____ Given data
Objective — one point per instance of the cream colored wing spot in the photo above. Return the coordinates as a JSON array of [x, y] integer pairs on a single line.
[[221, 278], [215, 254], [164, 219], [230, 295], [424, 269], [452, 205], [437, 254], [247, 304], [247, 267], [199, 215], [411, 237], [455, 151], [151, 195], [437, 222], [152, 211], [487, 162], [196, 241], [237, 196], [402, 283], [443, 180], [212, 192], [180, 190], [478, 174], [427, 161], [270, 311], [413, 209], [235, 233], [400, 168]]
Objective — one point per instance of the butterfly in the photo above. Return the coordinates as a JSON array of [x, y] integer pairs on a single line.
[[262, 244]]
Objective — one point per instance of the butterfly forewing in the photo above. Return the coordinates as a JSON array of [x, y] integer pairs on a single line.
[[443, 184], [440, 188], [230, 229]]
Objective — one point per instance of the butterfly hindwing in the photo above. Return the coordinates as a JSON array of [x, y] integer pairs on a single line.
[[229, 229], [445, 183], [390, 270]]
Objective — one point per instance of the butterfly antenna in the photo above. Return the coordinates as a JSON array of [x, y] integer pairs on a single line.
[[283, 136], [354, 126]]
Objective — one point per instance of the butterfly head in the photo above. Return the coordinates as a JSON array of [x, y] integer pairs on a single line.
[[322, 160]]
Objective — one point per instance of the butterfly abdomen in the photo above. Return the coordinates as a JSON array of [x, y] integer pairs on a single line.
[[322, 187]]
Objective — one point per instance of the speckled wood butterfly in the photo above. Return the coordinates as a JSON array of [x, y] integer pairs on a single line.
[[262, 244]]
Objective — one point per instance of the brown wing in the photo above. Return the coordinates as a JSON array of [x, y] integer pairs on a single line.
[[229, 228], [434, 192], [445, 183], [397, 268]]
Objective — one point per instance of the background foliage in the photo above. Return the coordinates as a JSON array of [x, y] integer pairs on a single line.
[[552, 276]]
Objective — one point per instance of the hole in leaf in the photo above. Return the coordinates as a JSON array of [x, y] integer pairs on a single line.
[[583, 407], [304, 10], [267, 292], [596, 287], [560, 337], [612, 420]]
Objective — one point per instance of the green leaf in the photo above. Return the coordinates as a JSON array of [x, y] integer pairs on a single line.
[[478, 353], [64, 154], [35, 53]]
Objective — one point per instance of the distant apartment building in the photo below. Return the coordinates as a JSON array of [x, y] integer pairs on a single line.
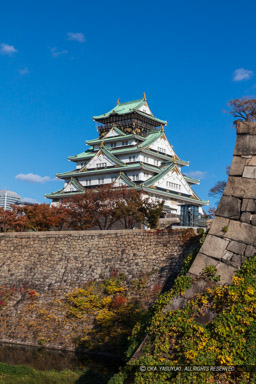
________
Turn the lines above into a JSON list of strings with one string per line, skipping any blank lines. Leave the picture out of the result.

### [Response to this exercise]
[
  "Objective — one point per instance of the cream colored wing spot in the photo above. Return the coordinates as a JSON array of [x, y] integer pairs on a single line.",
  "[[221, 278], [215, 254], [164, 219], [230, 295], [424, 269], [452, 205], [437, 254], [247, 304], [247, 267], [199, 215], [411, 237], [455, 151], [151, 195], [437, 222], [152, 211], [487, 162], [196, 241], [237, 196], [402, 283], [443, 180], [212, 192], [180, 190], [478, 174], [427, 161], [270, 311], [413, 209], [235, 233], [400, 168]]",
  "Objective — one point per instance of the butterfly in the photo above. Return the coordinates as a JSON array of [x, y] integer pairs on a single line.",
  "[[262, 244]]",
  "Objective — one point per instance of the butterfly forewing in the photo above. Return the coordinates as a JSON array of [x, y] integer pairs on a single line.",
  "[[443, 184], [440, 188], [230, 229]]",
  "Objective — one point per instance of the butterfly hindwing in the photo above. Return the coordinates as a JSON array of [x, y] integer pairs on a single line.",
  "[[229, 229], [445, 183], [390, 270]]",
  "Objective — one point per instance of the butterfly antenna in the photo above. Return the coordinates as a JSON array of [x, y] integer pairs on a single line.",
  "[[283, 136], [354, 126]]",
  "Objective — one point per instance of the butterfly head in the photo above. Return the coordinates as a JSON array of [x, y] integer pairs on a single line.",
  "[[322, 160]]",
  "Objective — one point per instance of the butterfly abdomen in the photo above. Return the coordinates as a JSON array of [x, y] integer pairs on a single line.",
  "[[322, 187]]",
  "Objective — one point per instance of the speckled wood butterfly in the photo above. Return the coordinates as a JSON array of [x, y] integer pairs on a single line.",
  "[[262, 244]]",
  "Objective — one point per instance of the brown wing in the photo above. Return the coordinates as a JSON array of [x, y] integer pairs on a single line.",
  "[[229, 228], [434, 192], [445, 183], [397, 268]]",
  "Objective — one point per instance of the background foliage in the photo above. Return the coordinates as a JSON array of [x, y] integer pairs on a single line.",
  "[[552, 276]]",
  "Objective — one point per instance of the hole in leaf in the photo above. Return the coordinates as a JSON array of [x, y] integer pairs on a single line.",
  "[[583, 407], [304, 10], [267, 292], [596, 287], [560, 337], [612, 420]]",
  "Objective — one point per instance of the green leaf in the photo above. Return the coordinates as a JSON array of [x, y] integer pairs on a single line.",
  "[[478, 353], [64, 154], [35, 53]]",
  "Objective — one point per instance of the distant apartment building in the photo below. Return the coordinates as a JSON array of [x, y] integer pairs on a single line."
]